**Set problem A:**
Render the lines of the records starting at the line containing "the horse's front" and ending at the line containing "218, 93, 276, 169" as a JSON list of strings, one string per line, with blank lines left out.

**Reading text:**
Published two years after Eye of the Needle, one of my favorite books I read last year, The Key to Rebecca is likewise a WWII spy novel, with a German spy trying to evade British spy-catchers. It doesn’t quite capture the same wire-to-wire suspense, starting slowly, with a spy looking for a way to steal documents, and then looking for good documents to steal. The second half picks up a lot in terms of suspense, but a couple other things keep this from being another 5-star banger like Eye of the Needle:

—The British spy-catcher is not very likeable, or very good at his job. He never really does anything clever, and the book is basically a series of his failures until he finally catches a whole series of lucky breaks in the third act. Despite the fact that Follett spends a lot of time describing how kind and good-hearted he is, I never liked him.

—The German spies are a little too relatable. This is not entirely a bad thing. I love a bad guy with a relatable motive. The German spy is half-Egyptian (the novel takes place in Cairo). He uses a number of other Egyptian assets. They all side with the Germans because the British have been oppressing Egypt for decades and they hate the British more than they hate Nazis. That’s extremely understandable, to the point where i kind of didn’t want the British to win. This gray-area “who’s the bad guy?” effect is unintentional, I believe. Follett describes the German officer as vile, and the British one as noble. It’s nowhere near as clear cut as Eye of the Needle, and so nowhere near as compelling.

**Set problem B:**
Reproduce the passage of the book review word for word, starting at "Published two years" and ending at "never liked him.".

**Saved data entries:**
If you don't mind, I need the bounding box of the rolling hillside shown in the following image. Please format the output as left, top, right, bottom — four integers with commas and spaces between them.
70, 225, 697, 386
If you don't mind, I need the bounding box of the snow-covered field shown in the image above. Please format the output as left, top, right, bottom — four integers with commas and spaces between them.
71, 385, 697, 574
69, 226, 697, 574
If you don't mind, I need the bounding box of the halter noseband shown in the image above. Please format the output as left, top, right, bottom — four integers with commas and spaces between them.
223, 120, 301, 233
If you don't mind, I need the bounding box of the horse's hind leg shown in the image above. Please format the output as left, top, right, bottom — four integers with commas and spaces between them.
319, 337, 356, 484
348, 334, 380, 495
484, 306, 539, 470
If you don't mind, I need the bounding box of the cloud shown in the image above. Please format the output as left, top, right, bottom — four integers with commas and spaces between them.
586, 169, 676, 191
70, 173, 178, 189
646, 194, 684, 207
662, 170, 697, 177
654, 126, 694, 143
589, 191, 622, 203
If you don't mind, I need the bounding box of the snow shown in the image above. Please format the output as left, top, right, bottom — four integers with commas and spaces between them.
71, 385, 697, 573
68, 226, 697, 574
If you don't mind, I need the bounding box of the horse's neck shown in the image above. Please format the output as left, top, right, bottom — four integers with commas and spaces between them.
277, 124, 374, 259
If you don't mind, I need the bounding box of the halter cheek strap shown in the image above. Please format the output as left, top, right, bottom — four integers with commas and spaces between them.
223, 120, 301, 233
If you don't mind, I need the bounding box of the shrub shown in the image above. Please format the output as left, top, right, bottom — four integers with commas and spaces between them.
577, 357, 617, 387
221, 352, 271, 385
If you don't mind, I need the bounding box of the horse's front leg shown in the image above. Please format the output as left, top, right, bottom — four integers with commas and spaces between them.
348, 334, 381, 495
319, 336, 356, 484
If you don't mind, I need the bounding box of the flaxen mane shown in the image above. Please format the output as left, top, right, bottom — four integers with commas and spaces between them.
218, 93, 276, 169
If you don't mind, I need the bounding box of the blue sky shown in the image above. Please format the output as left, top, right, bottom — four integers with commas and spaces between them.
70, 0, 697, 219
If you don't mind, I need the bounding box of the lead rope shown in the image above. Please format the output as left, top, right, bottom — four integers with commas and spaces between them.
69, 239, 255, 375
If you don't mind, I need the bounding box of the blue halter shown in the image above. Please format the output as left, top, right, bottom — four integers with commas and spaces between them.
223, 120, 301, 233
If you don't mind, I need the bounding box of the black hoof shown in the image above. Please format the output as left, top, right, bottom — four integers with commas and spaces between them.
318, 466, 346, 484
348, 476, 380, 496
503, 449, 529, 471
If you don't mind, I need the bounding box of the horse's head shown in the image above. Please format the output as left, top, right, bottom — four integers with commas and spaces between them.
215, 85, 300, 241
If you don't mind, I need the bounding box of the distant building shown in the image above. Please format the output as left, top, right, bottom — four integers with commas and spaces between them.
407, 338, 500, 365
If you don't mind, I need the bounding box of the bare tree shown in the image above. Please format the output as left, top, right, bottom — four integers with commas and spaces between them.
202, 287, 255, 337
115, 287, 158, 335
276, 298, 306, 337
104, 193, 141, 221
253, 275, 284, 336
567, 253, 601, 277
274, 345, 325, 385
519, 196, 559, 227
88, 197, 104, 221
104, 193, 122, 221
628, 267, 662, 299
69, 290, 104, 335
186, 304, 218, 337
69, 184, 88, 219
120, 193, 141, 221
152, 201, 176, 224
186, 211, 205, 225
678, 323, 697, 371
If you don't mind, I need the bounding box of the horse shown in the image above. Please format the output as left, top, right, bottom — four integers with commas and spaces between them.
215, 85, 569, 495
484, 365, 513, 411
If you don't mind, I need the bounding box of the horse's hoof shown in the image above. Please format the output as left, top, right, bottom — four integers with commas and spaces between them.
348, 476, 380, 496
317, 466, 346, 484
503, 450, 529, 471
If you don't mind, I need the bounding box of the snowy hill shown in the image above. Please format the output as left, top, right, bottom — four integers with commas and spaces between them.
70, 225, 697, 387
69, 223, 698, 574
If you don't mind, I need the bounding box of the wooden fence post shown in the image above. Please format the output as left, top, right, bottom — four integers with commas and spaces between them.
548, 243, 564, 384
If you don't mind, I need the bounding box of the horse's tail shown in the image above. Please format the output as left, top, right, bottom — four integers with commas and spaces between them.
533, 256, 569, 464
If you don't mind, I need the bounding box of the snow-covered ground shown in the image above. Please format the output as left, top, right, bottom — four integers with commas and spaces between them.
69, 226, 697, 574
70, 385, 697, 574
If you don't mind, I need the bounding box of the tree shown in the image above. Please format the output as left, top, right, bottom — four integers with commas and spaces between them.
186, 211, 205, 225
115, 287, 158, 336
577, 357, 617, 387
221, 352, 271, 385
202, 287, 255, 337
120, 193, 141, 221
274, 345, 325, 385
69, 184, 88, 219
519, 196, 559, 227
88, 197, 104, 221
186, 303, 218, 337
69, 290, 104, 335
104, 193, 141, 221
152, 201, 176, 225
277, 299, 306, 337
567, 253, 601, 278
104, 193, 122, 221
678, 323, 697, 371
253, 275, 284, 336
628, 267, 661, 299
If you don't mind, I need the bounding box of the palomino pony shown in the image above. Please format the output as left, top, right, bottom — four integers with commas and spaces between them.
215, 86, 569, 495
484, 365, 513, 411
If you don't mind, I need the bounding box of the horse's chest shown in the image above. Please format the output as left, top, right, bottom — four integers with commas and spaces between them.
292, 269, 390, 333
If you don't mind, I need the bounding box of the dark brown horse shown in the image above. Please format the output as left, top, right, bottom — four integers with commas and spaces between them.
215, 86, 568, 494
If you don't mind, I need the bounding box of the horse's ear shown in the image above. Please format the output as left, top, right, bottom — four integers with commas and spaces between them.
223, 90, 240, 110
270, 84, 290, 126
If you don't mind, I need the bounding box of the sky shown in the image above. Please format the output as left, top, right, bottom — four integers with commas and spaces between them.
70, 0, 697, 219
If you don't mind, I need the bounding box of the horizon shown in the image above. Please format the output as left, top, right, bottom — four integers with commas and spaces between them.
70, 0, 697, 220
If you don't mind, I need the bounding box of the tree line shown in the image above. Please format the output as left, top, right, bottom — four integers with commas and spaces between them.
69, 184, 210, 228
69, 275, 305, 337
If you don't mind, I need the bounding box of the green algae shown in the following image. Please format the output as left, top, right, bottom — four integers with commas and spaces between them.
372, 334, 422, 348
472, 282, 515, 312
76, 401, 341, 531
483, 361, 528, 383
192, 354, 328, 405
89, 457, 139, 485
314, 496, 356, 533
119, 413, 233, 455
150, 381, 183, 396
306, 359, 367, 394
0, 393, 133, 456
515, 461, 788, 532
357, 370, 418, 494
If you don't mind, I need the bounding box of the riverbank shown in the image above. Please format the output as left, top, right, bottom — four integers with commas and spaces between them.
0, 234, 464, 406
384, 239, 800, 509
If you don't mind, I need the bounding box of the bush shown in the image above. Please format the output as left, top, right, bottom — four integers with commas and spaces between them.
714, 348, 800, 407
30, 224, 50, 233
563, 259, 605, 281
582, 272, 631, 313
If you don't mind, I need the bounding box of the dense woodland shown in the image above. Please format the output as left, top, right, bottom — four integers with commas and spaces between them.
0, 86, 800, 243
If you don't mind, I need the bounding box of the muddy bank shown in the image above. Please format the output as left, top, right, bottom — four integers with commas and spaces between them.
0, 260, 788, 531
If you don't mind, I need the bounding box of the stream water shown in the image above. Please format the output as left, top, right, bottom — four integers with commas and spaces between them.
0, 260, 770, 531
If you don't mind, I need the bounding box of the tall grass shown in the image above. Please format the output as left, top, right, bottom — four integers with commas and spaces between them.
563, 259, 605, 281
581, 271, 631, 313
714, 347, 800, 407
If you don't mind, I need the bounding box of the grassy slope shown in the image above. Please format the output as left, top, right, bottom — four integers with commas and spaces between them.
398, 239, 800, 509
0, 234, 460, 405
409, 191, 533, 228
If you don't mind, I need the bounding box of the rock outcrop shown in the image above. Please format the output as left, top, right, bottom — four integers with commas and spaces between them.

**Expected output A:**
[
  "If you don't mind, I need the bounding box of the horse's front leg shown in the image above. Please format the output as left, top, right, bottom — four integers with commas and spaces between them.",
  "348, 334, 381, 495",
  "319, 336, 356, 484",
  "If you don't mind, I need the bounding box of the flaxen mane shown in the image above. Please format the output as left, top, right, bottom — four integers with commas and spaces between them.",
  "218, 93, 276, 169"
]

**Expected output B:**
Published two years after Eye of the Needle, one of my favorite books I read last year, The Key to Rebecca is likewise a WWII spy novel, with a German spy trying to evade British spy-catchers. It doesn’t quite capture the same wire-to-wire suspense, starting slowly, with a spy looking for a way to steal documents, and then looking for good documents to steal. The second half picks up a lot in terms of suspense, but a couple other things keep this from being another 5-star banger like Eye of the Needle:

—The British spy-catcher is not very likeable, or very good at his job. He never really does anything clever, and the book is basically a series of his failures until he finally catches a whole series of lucky breaks in the third act. Despite the fact that Follett spends a lot of time describing how kind and good-hearted he is, I never liked him.